- PROBLEM -
List every line in the records below that contains the word "picture".
---------- SUPPLIED MATERIAL
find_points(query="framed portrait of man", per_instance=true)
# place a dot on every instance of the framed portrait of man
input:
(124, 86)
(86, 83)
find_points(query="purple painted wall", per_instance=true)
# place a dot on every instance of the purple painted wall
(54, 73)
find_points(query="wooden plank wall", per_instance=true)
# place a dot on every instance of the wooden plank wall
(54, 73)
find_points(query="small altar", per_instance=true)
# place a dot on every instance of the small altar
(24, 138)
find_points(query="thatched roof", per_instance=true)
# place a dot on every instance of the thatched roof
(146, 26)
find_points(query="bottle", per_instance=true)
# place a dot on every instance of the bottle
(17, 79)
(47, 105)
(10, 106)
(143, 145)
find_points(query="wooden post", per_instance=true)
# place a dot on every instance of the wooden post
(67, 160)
--------------------
---------- SUPPLIED MATERIAL
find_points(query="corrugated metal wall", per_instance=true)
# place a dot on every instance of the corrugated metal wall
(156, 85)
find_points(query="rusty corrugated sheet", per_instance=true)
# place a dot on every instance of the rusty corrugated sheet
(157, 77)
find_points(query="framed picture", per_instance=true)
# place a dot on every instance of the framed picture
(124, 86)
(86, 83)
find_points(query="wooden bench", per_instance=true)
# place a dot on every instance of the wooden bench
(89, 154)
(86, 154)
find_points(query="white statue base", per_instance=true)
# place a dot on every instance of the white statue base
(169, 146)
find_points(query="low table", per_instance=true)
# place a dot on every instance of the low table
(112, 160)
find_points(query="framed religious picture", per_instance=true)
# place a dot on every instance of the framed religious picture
--------------------
- TASK OUTPUT -
find_points(query="framed picture", per_instance=true)
# place a dot on every instance of the framed picture
find_points(query="framed religious picture", per_instance=true)
# place a dot on every instance of the framed religious picture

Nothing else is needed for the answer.